---------- SOURCE DATA ----------

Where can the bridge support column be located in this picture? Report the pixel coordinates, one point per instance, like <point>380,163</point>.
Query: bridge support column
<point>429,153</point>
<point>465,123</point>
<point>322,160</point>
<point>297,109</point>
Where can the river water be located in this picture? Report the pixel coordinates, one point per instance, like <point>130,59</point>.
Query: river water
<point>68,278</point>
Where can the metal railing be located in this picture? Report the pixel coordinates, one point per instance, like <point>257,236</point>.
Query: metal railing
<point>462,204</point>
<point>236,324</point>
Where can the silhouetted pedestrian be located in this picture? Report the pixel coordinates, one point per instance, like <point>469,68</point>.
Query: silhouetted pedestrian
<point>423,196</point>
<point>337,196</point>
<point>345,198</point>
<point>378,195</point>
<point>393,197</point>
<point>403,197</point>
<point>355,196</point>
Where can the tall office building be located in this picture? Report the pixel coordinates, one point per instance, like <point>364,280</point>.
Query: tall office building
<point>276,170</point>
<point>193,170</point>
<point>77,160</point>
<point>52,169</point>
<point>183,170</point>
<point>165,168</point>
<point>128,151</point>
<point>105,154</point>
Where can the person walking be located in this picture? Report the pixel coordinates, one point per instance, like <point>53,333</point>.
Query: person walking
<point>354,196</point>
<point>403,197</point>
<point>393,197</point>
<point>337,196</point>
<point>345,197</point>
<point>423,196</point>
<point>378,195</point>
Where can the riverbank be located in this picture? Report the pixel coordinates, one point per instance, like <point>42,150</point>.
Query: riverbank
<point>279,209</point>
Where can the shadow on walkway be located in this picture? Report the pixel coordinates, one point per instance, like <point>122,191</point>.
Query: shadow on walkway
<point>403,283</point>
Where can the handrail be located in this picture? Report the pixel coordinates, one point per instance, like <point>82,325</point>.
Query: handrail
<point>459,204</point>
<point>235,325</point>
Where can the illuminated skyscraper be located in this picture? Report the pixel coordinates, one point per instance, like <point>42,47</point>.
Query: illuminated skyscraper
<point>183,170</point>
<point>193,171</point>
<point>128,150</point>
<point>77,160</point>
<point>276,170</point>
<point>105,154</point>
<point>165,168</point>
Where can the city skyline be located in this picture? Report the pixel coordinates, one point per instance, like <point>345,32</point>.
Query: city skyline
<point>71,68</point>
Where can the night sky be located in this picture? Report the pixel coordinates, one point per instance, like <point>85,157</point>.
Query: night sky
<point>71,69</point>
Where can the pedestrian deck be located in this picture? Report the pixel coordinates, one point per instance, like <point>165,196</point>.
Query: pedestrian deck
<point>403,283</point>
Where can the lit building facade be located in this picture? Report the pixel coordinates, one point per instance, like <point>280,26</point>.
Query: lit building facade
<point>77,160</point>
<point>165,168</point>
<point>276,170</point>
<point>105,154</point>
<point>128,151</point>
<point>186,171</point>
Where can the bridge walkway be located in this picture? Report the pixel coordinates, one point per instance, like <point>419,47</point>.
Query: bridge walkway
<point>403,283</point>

----------
---------- SOURCE DATA ----------

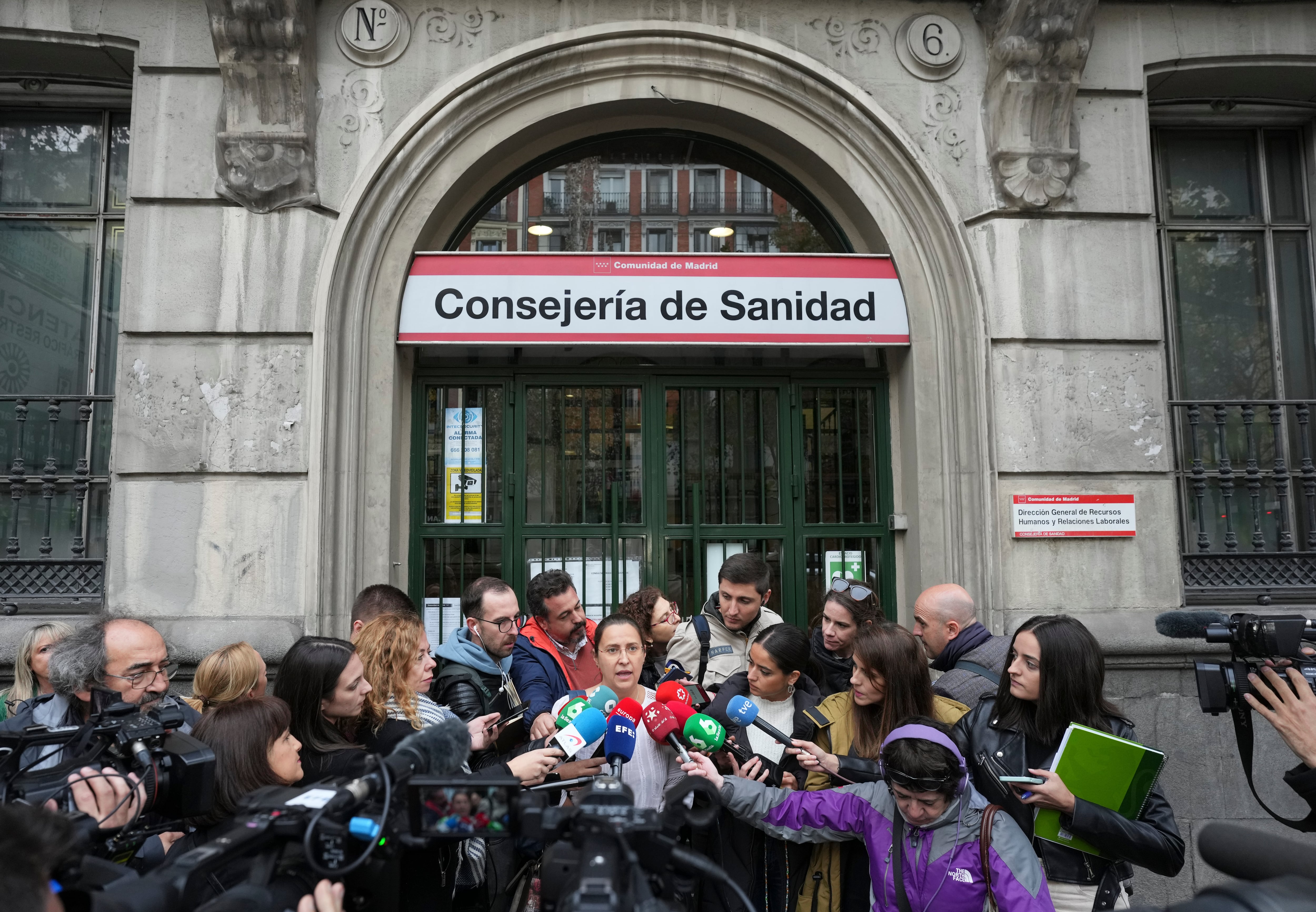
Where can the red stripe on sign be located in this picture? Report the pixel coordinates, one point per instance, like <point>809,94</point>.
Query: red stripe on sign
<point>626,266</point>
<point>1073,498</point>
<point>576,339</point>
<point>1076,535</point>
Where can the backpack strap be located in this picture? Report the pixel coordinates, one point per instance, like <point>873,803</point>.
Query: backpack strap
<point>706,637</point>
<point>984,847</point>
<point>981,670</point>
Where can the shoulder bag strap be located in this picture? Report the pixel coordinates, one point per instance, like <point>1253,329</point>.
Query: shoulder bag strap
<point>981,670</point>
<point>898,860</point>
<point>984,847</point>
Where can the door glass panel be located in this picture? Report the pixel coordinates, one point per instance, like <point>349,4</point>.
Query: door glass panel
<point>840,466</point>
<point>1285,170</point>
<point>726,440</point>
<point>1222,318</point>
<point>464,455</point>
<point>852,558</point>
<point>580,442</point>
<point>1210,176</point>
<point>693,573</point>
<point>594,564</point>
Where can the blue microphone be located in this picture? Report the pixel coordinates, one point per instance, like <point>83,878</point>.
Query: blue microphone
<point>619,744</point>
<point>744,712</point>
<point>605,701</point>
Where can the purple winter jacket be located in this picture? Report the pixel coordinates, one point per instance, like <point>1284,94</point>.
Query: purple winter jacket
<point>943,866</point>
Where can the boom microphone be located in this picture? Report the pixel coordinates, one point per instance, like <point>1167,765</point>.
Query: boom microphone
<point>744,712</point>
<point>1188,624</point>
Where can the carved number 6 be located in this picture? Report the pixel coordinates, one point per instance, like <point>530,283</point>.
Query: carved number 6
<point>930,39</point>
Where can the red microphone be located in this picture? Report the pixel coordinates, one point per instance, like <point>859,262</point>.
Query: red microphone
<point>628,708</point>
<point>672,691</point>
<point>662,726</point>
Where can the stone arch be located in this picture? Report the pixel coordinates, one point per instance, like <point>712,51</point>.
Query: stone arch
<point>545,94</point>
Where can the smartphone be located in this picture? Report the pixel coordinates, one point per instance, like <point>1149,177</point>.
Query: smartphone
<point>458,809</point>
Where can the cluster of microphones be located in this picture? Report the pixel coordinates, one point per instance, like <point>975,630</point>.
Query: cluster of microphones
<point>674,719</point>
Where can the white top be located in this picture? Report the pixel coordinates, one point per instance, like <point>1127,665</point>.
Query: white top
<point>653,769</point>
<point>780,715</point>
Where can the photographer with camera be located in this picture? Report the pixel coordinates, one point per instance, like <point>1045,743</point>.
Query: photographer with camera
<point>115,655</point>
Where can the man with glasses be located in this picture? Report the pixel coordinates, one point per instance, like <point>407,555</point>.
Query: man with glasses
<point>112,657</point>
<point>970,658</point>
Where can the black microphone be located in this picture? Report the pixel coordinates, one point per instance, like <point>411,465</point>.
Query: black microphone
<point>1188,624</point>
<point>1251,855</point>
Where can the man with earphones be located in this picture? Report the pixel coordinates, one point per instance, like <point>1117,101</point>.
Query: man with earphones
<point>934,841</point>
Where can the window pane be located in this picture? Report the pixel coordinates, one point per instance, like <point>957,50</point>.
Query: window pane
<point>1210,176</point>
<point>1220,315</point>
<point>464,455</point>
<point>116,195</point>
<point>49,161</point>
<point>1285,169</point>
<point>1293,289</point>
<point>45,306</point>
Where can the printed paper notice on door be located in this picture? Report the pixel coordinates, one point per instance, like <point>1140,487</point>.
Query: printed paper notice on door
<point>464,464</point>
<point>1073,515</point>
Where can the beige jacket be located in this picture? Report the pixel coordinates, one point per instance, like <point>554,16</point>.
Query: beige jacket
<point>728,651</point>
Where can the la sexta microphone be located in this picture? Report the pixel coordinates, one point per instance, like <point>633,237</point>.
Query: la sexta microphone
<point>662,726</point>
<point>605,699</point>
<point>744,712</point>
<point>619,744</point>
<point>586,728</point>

----------

THE PROBLEM » Please put the data from the line containing "Where can the handrail" through the line containing "<point>71,68</point>", both included, into a JSON list of strings with one string per line and any blank lines left out.

RESULT FOR THIS TASK »
[
  "Where can the handrail be located in this picture? Report the pixel coordinates, one point per instance, like <point>82,325</point>.",
  "Query: handrail",
  "<point>459,204</point>",
  "<point>235,325</point>",
  "Where can the illuminated skyscraper be located in this picture? Report the pixel coordinates, one point per instance, like <point>42,47</point>.",
  "Query: illuminated skyscraper",
  "<point>183,170</point>",
  "<point>193,171</point>",
  "<point>128,150</point>",
  "<point>77,160</point>",
  "<point>276,170</point>",
  "<point>105,154</point>",
  "<point>165,168</point>",
  "Where can the city skyline be located in this picture? Report the pixel coordinates, one point per instance, like <point>345,32</point>.",
  "Query: city skyline",
  "<point>71,68</point>"
]